• **Selection**:
--- START ---

Regular Strings

Regular strings in Internet Object

A Regular String in Internet Object is a sequence of Unicode codepoints enclosed in single quotes (' U+0027) or double quotes (" U+0022). Regular strings allow any character, including whitespace and structural characters, and support escaping for special codepoints. This makes them suitable for text that requires leading/trailing whitespace, structural characters, or complex escaping.

Regular strings are scalar values. They preserve all content as written, including whitespace and Unicode characters.

Syntax

A regular string is enclosed in single or double quotes and may contain any Unicode codepoint, with support for escape sequences.

regularString     = '"' { dqChar | escapeSequenceDQ } '"' | '\'' { sqChar | escapeSequenceSQ } '\''
dqChar            = any Unicode codepoint except '"' or '\\'
sqChar            = any Unicode codepoint except '\'' or '\\'
escapeSequenceDQ  = '\\' ( '"' | '\'' | '\\' | 'b' | 'f' | 'r' | 'n' | 't' | unicodeEscape | hexEscape | other )
escapeSequenceSQ  = '\\' ( '\'' | '"' | '\\' | 'b' | 'f' | 'r' | 'n' | 't' | unicodeEscape | hexEscape | other )
unicodeEscape     = 'u' hex4
hexEscape         = 'x' hex2
hex4              = 4 hexadecimal digits (must form a valid Unicode codepoint)
hex2              = 2 hexadecimal digits
other             = any character except 'u' or 'x'

Structural Characters

Symbol

Name

Unicode

Description

"

Double Quote

U+0022

Encloses the string, must be escaped inside

'

Single Quote

U+0027

Encloses the string, must be escaped inside

\\

Reverse Solidus

U+005C

Escape character

(space, tab, etc.)

Whitespace

Multiple

Preserved as written

Any

Any Unicode codepoint

Multiple

Allowed, except unescaped enclosing quote

Valid Forms

Examples of valid regular strings:


"John Doe"
'John Doe'
"   John Doe   "
'   John Doe   '
"Peter D'mello"
'Peter D\'mello'  # Escaped single quote inside single-quoted string
"जॉन डो"
'Can contain unicode characters 😃'
"Lorem ipsum dolor sit amet consetetur sadipscing\nelitr sed diam nonumy eirmod.\n\nTempor invidunt ut labore et dolore magna aliquyam\nerat sed diam voluptua"
'Lorem ipsum dolor sit amet consetetur sadipscing\nelitr sed diam nonumy eirmod.\n\nTempor invidunt ut labore et dolore magna aliquyam\nerat sed diam voluptua'
"She said, \"I Love it\""

--- END ---

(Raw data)

--- START ---

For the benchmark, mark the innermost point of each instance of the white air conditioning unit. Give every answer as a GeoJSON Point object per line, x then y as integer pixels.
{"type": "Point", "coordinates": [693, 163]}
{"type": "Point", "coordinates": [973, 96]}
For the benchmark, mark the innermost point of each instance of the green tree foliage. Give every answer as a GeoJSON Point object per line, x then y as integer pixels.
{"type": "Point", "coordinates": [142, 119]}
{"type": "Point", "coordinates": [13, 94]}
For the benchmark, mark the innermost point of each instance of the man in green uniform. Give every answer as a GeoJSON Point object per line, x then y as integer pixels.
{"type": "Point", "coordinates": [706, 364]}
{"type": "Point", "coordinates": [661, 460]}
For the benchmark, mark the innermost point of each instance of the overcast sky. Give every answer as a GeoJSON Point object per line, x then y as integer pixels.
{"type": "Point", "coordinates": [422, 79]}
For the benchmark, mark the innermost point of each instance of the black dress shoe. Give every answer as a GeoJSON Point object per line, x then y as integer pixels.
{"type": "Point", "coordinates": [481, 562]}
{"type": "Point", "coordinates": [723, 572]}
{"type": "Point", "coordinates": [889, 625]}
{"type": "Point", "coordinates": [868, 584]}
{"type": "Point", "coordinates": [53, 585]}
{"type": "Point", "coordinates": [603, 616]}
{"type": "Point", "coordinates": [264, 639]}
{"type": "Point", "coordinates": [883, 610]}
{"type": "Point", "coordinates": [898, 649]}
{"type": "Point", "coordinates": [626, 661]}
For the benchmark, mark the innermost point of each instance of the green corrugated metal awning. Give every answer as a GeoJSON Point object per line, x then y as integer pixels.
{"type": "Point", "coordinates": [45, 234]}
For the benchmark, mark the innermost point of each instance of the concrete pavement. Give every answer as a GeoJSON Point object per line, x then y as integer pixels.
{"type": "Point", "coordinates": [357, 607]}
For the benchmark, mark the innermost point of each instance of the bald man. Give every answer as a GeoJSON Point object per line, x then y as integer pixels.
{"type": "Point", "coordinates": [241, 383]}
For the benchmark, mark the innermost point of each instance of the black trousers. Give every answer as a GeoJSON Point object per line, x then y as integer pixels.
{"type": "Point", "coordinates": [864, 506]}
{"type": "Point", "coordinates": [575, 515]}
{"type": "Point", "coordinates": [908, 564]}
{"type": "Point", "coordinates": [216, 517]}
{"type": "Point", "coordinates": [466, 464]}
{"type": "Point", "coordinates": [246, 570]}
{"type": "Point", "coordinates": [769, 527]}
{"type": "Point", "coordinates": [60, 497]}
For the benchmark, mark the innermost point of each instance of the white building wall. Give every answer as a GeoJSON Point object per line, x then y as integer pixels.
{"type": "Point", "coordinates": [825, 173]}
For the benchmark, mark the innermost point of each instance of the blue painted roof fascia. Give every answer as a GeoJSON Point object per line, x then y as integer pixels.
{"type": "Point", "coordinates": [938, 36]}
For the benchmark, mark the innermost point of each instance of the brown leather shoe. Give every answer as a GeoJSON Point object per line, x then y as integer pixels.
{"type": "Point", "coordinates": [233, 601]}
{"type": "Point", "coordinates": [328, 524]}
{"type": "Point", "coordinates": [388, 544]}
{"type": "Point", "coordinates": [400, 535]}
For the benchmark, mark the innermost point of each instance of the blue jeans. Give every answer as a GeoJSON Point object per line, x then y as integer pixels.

--- END ---

Quote the passage from the page on regular strings, from "A regular string is" to "valid Unicode codepoint)".

A regular string is enclosed in single or double quotes and may contain any Unicode codepoint, with support for escape sequences.

regularString     = '"' { dqChar | escapeSequenceDQ } '"' | '\'' { sqChar | escapeSequenceSQ } '\''
dqChar            = any Unicode codepoint except '"' or '\\'
sqChar            = any Unicode codepoint except '\'' or '\\'
escapeSequenceDQ  = '\\' ( '"' | '\'' | '\\' | 'b' | 'f' | 'r' | 'n' | 't' | unicodeEscape | hexEscape | other )
escapeSequenceSQ  = '\\' ( '\'' | '"' | '\\' | 'b' | 'f' | 'r' | 'n' | 't' | unicodeEscape | hexEscape | other )
unicodeEscape     = 'u' hex4
hexEscape         = 'x' hex2
hex4              = 4 hexadecimal digits (must form a valid Unicode codepoint)